▶ _WORK TO COMPLETE_
This exercise asks for a copy of each line in the records below with the word "spot" in it.
::: SOURCE DATA
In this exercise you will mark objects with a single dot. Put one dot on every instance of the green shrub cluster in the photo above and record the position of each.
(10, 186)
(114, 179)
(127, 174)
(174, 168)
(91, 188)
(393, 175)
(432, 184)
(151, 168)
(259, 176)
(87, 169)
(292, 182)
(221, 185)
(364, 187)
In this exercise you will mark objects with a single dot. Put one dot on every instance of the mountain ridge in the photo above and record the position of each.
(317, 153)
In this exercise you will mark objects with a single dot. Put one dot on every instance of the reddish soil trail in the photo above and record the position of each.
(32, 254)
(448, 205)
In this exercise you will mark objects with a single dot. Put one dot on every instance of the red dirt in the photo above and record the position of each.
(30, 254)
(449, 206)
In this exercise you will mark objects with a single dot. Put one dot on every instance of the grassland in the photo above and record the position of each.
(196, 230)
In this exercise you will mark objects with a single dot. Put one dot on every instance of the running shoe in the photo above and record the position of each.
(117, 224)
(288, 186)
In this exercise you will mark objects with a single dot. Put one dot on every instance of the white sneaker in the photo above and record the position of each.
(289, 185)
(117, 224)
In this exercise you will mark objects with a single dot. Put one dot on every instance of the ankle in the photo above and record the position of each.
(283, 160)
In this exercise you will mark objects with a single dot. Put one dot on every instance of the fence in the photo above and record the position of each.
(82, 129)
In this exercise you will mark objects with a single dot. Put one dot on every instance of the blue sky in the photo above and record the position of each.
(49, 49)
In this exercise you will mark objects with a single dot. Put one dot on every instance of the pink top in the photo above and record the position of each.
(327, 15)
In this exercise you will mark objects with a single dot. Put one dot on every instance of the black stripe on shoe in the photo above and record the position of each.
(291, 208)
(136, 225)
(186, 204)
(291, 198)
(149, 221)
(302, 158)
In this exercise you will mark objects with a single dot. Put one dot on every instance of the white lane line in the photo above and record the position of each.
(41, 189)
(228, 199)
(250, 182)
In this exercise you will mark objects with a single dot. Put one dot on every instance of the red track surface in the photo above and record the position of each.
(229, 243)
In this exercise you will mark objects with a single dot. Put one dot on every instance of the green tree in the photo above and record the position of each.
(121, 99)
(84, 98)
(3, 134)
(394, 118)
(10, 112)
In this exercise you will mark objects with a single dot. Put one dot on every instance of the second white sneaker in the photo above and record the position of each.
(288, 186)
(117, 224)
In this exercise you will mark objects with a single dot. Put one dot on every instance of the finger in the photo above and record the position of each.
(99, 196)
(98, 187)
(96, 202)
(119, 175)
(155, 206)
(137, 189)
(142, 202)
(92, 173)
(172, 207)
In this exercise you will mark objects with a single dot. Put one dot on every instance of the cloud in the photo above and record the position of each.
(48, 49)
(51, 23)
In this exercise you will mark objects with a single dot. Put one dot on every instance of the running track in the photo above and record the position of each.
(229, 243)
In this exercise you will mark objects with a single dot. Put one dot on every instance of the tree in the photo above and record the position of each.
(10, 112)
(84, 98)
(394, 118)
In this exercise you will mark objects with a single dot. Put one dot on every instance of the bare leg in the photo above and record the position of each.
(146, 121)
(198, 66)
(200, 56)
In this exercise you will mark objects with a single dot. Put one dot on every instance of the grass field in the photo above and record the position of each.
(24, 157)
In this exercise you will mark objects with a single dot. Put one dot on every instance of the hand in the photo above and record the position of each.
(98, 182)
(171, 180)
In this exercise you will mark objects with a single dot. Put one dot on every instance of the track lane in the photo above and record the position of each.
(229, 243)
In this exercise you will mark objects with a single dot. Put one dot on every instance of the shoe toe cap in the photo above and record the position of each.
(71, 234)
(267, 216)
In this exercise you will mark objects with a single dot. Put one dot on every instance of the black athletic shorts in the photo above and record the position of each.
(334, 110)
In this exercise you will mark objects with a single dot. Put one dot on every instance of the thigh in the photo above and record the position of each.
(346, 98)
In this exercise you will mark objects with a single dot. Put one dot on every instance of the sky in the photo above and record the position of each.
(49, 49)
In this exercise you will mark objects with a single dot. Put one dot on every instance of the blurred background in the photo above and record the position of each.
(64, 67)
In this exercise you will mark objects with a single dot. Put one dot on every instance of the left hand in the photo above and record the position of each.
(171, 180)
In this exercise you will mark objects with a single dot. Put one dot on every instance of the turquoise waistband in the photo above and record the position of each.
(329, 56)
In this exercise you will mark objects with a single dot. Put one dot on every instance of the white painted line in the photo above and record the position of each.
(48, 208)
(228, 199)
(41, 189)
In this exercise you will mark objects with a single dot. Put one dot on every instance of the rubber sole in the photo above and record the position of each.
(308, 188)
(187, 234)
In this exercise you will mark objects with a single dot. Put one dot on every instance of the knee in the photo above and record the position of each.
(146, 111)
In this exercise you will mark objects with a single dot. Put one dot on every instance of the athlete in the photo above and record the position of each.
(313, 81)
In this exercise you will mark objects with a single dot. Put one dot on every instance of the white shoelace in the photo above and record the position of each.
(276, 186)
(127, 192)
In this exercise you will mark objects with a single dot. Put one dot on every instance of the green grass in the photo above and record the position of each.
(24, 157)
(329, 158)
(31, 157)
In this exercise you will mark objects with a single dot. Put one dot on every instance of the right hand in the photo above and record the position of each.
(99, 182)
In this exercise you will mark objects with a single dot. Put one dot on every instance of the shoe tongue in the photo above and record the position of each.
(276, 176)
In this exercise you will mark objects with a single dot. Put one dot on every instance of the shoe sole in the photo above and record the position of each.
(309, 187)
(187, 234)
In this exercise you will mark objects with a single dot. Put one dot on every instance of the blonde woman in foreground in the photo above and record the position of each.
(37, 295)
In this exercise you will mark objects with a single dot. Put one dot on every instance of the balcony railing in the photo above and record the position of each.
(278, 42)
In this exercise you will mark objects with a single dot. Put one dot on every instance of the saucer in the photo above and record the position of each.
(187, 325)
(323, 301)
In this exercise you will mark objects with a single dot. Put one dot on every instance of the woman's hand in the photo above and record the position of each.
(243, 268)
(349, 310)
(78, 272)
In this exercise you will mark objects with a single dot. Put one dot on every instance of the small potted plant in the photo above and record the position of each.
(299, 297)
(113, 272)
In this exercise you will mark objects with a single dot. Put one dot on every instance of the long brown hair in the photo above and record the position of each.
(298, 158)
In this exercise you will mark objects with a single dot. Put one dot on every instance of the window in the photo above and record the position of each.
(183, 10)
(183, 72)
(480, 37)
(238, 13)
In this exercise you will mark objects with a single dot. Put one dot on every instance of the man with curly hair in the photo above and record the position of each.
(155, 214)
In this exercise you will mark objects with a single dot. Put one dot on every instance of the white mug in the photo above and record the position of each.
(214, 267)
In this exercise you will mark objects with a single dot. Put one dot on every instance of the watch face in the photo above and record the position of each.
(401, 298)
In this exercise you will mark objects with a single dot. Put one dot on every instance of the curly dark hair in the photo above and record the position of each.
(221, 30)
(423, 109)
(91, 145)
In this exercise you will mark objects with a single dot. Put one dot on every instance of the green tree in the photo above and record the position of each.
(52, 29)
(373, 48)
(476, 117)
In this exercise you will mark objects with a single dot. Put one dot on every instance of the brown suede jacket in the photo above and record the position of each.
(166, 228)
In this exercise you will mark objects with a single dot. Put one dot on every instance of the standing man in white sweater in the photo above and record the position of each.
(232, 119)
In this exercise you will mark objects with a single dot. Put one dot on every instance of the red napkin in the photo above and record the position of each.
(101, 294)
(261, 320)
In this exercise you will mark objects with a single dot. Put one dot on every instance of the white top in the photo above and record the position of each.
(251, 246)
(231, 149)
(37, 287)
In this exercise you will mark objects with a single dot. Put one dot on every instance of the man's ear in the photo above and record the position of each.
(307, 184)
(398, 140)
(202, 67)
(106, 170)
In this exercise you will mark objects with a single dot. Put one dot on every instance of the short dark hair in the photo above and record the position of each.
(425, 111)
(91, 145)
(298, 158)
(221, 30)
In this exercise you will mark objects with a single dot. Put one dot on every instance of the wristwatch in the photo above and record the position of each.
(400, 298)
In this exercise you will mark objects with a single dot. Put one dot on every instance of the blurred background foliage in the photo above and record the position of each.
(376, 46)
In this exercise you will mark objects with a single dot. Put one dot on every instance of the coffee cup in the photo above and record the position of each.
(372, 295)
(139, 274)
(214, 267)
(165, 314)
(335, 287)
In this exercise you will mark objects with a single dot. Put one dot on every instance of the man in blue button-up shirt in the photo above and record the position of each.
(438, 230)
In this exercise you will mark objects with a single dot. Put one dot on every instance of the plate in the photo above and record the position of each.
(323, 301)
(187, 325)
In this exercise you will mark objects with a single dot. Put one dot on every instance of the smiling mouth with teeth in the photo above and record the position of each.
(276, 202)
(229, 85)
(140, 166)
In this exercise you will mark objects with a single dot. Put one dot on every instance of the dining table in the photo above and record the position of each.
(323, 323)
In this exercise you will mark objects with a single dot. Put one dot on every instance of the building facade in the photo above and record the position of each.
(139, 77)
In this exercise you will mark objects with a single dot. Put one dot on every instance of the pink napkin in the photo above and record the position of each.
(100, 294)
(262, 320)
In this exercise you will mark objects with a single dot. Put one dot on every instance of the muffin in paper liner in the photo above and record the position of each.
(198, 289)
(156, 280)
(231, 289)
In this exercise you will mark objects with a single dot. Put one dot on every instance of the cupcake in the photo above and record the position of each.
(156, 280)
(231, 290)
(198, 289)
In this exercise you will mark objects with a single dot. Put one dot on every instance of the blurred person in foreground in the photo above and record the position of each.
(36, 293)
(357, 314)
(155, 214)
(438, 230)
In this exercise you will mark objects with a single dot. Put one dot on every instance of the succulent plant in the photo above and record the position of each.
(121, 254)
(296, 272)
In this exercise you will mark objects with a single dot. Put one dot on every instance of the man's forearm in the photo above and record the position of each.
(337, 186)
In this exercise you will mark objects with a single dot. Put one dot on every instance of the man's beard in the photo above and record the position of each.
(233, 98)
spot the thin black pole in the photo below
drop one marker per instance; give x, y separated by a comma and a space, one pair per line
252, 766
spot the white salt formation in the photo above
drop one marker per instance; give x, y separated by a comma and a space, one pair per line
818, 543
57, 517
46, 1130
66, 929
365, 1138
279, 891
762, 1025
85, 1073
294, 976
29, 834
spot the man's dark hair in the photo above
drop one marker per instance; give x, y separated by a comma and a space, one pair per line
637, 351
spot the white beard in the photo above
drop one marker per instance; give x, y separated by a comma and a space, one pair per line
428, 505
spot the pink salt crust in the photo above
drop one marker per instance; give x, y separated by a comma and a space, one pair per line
::::::
▶ _WRITTEN ANSWER_
spot the thin black pole in the photo below
spot the white salt formation in the photo above
spot the man's dark hair in the photo above
spot the white beard in the photo above
spot the pink salt crust in the photo above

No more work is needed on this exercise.